Supplied information —
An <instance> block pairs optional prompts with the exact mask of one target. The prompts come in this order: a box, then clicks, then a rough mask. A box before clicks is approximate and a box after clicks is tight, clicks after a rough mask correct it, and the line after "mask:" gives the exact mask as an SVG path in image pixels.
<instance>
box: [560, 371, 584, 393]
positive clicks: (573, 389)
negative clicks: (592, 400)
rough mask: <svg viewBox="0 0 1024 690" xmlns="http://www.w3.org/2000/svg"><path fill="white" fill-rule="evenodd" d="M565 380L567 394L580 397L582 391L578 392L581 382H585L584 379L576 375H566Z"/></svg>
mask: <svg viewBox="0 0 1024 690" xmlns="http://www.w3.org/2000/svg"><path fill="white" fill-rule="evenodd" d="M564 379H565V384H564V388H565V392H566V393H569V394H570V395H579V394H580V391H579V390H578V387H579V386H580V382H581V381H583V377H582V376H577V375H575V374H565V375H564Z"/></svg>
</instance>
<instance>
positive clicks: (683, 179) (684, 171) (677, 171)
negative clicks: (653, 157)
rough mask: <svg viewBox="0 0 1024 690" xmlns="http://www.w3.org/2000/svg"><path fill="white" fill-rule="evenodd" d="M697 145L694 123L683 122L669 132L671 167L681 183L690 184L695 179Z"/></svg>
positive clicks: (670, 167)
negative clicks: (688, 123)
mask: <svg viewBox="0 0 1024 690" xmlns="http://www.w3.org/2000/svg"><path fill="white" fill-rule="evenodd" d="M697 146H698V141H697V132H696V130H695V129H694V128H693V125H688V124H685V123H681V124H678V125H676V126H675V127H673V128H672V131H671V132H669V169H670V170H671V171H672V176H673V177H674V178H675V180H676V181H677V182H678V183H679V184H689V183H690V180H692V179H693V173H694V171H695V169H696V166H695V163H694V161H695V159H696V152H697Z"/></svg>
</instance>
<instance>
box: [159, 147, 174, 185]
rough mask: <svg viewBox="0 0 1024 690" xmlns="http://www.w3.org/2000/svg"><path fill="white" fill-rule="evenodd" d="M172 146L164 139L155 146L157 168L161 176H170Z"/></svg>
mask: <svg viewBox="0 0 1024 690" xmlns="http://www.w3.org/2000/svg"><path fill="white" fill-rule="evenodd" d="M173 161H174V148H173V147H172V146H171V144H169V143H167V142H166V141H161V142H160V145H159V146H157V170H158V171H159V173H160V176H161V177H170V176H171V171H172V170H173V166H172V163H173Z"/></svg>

Description of the task — How many lines in the records above contain the word "positive"? Reply with the number alone.

Result for this exercise — 3